'''

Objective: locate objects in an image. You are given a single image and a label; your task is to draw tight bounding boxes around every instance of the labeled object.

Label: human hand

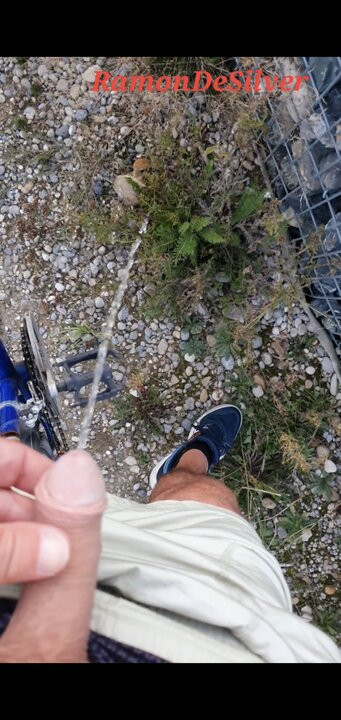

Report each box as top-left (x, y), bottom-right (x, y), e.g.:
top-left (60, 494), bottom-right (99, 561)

top-left (0, 439), bottom-right (105, 663)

'''

### [Problem to work on]
Please present all of the data above as a numbered list of its lines, with blank lines and the picture left out.

### [Complete response]
1. Objective: locate objects in an image. You are given a single image and a label; your task is to draw tight bounding boxes around every instance of the labeled object.
2. Label: human hand
3. Report each box as top-left (x, y), bottom-right (x, y), e.g.:
4. top-left (60, 494), bottom-right (99, 561)
5. top-left (0, 439), bottom-right (105, 663)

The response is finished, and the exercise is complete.